● Exercise aim: Copy the records verbatim, starting with the line that contains "find man's short" and going on through the line that contains "[160,60,224,177]", both included.

● Material for this exercise:
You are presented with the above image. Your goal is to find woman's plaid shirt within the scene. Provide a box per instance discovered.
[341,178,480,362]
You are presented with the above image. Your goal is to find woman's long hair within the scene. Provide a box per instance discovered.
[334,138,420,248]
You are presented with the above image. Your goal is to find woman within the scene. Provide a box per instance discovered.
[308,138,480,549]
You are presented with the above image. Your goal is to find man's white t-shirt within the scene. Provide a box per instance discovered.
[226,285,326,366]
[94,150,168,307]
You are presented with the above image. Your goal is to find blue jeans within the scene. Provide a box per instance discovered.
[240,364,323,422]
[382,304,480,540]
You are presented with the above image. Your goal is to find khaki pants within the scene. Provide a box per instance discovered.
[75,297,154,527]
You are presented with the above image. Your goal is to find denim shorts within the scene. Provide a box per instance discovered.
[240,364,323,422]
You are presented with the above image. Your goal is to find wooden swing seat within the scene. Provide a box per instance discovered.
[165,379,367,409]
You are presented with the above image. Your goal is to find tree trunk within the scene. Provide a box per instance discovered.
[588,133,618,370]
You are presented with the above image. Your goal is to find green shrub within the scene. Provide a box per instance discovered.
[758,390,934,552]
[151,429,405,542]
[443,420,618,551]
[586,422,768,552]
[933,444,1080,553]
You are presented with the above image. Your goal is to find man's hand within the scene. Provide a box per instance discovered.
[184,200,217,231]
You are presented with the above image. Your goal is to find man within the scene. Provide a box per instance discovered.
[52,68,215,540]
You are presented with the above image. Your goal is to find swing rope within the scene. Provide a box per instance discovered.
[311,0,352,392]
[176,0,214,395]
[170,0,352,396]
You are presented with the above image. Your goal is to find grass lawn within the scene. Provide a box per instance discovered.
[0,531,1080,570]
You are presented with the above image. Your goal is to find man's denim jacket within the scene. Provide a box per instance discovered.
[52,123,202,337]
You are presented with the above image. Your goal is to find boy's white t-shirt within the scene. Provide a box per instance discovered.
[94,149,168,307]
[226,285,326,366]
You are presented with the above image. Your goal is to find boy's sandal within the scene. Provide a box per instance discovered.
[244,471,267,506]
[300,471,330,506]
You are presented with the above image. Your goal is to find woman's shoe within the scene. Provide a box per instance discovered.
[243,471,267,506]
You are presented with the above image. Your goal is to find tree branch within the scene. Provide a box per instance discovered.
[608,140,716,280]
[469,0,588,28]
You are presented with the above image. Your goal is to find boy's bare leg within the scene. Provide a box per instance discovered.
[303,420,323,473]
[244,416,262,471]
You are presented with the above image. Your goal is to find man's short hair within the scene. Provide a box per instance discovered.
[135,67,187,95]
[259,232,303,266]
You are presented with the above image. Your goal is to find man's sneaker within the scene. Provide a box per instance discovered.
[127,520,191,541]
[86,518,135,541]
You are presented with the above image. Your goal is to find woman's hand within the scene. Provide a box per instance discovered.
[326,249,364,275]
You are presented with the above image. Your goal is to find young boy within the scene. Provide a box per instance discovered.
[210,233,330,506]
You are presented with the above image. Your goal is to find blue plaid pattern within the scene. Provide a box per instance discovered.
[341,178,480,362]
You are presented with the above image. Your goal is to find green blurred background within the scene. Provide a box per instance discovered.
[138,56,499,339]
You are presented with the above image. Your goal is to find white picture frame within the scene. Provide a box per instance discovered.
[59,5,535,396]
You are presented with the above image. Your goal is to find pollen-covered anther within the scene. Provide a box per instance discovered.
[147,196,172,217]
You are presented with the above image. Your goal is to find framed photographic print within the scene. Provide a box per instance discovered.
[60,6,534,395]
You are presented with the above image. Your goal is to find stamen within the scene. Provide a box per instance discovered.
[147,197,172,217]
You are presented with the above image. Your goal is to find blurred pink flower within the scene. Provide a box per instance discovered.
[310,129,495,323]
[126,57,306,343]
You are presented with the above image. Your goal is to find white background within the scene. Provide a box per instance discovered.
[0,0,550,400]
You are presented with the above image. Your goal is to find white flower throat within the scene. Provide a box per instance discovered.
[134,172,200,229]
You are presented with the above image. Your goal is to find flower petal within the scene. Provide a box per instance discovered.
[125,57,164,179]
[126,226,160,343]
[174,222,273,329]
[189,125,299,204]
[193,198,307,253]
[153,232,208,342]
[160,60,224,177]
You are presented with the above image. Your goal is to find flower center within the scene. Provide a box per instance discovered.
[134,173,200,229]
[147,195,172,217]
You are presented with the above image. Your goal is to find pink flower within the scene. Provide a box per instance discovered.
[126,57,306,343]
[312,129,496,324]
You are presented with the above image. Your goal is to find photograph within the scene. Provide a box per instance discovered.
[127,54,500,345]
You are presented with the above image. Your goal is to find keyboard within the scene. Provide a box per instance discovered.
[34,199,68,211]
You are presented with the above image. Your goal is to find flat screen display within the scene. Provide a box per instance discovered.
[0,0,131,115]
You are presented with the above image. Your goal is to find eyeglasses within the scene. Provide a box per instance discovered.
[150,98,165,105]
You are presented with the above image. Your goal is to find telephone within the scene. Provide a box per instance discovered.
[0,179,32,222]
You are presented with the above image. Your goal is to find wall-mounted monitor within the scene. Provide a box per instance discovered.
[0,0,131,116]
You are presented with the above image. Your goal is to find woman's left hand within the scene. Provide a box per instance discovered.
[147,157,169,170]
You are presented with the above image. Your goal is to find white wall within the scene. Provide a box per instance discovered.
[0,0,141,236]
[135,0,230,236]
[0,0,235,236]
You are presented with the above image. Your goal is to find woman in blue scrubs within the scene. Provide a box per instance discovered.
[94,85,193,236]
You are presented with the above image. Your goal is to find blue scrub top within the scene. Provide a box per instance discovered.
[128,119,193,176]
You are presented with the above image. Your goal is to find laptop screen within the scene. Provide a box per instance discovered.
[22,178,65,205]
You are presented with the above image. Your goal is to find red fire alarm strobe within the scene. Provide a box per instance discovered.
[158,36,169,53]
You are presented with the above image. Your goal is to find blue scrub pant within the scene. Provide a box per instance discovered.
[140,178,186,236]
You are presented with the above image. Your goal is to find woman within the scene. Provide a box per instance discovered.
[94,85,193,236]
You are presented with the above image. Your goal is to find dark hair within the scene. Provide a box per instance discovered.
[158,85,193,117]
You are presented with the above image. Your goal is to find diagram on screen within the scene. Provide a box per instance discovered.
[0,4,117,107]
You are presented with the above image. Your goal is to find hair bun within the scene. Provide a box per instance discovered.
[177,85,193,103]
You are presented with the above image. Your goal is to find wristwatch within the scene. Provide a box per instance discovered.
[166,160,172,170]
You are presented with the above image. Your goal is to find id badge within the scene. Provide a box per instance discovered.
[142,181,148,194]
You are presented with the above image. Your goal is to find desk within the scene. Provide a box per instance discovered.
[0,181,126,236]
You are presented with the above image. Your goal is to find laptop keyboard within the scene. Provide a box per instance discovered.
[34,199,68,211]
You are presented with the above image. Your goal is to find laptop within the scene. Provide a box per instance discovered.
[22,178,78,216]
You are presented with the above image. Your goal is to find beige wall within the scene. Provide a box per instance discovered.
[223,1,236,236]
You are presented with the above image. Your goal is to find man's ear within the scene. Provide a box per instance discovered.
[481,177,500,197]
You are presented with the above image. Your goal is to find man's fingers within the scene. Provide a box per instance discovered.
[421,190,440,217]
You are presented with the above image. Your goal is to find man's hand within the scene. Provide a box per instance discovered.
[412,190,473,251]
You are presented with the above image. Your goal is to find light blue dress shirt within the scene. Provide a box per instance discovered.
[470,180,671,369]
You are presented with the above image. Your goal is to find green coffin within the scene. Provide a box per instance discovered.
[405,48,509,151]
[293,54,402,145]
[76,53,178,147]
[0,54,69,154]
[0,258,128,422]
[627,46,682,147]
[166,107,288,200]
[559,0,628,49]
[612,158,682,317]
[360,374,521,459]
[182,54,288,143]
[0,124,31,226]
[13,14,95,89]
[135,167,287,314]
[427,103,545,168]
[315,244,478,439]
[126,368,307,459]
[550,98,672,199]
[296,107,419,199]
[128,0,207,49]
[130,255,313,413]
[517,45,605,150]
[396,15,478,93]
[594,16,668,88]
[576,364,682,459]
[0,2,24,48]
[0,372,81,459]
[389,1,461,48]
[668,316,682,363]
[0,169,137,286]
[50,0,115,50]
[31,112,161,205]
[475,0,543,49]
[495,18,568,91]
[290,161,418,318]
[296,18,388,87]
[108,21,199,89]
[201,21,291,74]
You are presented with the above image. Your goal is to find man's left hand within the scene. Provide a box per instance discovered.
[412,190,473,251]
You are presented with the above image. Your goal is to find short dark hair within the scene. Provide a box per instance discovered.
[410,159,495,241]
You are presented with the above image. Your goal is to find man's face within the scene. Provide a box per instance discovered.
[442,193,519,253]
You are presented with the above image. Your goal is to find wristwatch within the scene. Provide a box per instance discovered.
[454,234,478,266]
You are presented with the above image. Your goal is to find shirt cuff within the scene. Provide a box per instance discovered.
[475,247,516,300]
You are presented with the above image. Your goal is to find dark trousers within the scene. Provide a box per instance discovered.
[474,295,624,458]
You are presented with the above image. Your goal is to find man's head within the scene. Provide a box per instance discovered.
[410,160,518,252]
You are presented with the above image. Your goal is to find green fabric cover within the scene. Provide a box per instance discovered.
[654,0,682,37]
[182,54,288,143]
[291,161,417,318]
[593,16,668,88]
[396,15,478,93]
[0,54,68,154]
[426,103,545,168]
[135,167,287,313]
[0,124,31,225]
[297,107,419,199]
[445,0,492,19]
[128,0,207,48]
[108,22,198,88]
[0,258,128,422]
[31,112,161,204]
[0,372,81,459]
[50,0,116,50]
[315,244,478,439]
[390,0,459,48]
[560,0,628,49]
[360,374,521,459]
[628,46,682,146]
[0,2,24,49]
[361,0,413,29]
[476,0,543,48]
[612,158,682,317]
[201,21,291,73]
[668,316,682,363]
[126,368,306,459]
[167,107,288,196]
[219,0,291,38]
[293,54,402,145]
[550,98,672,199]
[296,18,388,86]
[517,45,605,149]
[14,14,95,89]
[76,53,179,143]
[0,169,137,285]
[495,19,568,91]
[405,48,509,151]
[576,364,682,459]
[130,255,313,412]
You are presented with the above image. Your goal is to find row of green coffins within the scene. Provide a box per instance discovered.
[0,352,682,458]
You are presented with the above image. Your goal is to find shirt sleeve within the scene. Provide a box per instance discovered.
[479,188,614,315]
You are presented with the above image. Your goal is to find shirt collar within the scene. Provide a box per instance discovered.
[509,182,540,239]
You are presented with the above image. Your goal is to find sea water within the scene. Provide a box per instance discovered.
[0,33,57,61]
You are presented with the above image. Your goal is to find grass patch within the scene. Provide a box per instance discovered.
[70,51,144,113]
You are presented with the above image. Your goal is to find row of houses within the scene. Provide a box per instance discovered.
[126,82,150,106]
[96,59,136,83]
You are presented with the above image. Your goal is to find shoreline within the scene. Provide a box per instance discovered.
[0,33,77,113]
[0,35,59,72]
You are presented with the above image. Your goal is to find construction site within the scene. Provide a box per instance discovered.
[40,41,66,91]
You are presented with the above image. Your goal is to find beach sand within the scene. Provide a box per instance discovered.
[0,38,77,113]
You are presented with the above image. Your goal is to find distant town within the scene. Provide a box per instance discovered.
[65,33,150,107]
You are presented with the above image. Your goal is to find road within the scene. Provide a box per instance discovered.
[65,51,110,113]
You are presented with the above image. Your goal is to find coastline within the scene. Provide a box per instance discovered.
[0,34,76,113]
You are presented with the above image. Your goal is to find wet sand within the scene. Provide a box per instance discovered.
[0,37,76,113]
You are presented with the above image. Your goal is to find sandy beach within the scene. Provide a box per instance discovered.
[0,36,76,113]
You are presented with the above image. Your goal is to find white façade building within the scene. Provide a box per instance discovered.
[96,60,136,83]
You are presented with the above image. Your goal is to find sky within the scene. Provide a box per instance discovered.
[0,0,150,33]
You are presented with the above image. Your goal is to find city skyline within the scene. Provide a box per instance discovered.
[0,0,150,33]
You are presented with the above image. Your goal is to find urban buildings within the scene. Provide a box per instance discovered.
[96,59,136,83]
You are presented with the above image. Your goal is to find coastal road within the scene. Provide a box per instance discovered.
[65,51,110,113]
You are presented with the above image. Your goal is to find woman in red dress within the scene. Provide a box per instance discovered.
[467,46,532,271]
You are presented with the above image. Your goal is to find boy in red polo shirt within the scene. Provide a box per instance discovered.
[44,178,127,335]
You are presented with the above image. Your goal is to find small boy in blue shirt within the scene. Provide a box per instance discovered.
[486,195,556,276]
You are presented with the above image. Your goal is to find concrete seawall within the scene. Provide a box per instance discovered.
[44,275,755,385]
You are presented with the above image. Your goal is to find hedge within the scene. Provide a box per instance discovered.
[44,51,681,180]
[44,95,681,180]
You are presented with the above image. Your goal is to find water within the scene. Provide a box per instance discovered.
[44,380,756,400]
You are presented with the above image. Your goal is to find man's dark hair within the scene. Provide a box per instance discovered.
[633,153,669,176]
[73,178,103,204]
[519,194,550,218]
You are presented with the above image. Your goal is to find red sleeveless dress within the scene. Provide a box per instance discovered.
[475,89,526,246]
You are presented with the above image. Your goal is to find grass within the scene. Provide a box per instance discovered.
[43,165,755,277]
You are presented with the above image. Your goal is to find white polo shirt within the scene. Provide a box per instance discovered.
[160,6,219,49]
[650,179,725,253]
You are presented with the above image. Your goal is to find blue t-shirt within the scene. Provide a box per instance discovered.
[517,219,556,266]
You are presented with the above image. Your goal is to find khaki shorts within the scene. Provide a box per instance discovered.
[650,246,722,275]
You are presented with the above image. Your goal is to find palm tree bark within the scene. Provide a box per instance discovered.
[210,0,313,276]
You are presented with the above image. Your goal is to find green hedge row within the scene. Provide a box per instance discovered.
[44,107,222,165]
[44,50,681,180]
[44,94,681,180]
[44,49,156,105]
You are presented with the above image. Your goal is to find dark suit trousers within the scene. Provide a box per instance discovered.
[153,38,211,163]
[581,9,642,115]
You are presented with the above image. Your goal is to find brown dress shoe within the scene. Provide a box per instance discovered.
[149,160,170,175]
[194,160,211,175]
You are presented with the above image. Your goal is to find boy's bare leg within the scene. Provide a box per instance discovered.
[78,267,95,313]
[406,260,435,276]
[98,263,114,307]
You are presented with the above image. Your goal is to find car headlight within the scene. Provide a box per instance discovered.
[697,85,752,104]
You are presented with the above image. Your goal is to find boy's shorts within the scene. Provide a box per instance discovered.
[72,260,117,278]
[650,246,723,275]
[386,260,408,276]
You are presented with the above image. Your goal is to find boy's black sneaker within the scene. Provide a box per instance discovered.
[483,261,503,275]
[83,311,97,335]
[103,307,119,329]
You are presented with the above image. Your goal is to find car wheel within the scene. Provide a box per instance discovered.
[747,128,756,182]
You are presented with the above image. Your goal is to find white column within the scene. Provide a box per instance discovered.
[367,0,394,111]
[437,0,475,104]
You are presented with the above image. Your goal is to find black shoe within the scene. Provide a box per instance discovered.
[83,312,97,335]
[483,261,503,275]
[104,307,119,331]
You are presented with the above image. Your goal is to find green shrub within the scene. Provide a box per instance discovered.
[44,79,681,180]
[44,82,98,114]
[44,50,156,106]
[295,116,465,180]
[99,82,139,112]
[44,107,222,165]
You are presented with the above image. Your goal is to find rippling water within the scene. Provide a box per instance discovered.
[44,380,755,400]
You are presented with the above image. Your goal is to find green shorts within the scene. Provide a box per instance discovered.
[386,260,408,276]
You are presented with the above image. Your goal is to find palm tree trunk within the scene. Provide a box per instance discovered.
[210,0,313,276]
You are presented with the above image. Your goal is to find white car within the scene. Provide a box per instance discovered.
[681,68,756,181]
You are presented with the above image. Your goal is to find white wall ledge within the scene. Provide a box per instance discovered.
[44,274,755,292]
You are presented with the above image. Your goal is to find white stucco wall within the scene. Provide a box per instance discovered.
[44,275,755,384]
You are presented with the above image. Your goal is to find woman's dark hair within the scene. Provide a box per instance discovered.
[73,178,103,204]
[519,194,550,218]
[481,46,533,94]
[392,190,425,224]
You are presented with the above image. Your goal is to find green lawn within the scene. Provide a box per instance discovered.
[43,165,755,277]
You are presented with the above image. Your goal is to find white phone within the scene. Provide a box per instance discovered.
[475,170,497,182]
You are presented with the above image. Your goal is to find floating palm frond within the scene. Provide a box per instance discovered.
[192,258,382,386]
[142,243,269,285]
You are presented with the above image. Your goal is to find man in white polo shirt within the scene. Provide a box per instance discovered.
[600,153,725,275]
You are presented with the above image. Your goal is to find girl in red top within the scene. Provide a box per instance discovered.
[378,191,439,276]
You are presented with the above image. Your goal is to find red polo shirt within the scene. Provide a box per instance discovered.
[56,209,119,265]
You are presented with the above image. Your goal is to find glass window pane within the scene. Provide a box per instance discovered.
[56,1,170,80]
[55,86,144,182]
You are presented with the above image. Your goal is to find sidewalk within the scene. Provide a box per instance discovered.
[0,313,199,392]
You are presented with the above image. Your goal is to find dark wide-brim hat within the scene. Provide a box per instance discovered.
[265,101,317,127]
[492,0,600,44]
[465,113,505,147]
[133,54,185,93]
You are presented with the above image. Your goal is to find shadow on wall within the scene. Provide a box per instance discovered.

● Solved problem:
You are presented with the above image. Your goal is to find man's short hair within the scene. Provide a box per instance discovered.
[135,67,187,95]
[259,232,303,266]
You are presented with the above image. Your goal is to find man's sneaker within the scene. Provide a box per instance discovered.
[127,520,191,541]
[86,518,135,541]
You are presented with the above image. Your goal is to find woman's hand within the scene. Provide a box per instance discovered.
[326,249,364,275]
You are presented with the above image. Your goal is to find young boy within the scene. Provide a box per instance discovered.
[210,233,330,506]
You are presented with the above image. Your goal is to find blue plaid pattern within the scene. Provide a box per instance discovered.
[341,178,480,362]
You are presented with the above image. Your goal is to find green blurred background within the scene. Provide a box per instance discovered.
[138,56,499,339]
You are presented with the above image. Your goal is to find white picture frame within the scene. Provide a box per instance discovered.
[59,5,535,396]
You are presented with the above image. Your goal is to find pollen-covered anther within the scene. Provide a box per instance discovered.
[147,196,172,217]
You are presented with the above image. Your goal is to find framed photographic print within the scene. Provide a box per instance discovered.
[60,6,534,395]
You are presented with the above image. Your goal is to find stamen within the scene. Provide a box per instance discovered.
[147,197,172,217]
You are presented with the above image. Your goal is to find blurred pink flower within the scene. Provide a box per instance discovered.
[310,129,495,323]
[126,57,306,343]
You are presented with the above image. Your goal is to find white background within the scene. Provide a box per instance discovered.
[0,0,550,400]
You are presented with the above image. Your goal is to find white flower throat within the scene. Provide a box per instance discovered.
[134,172,200,229]
You are presented with the above image. Your goal is to find flower petal within the scene. Provide a box per instance discovered.
[125,57,164,179]
[126,226,160,343]
[174,222,273,329]
[189,125,299,204]
[193,198,307,253]
[153,232,208,342]
[160,60,224,177]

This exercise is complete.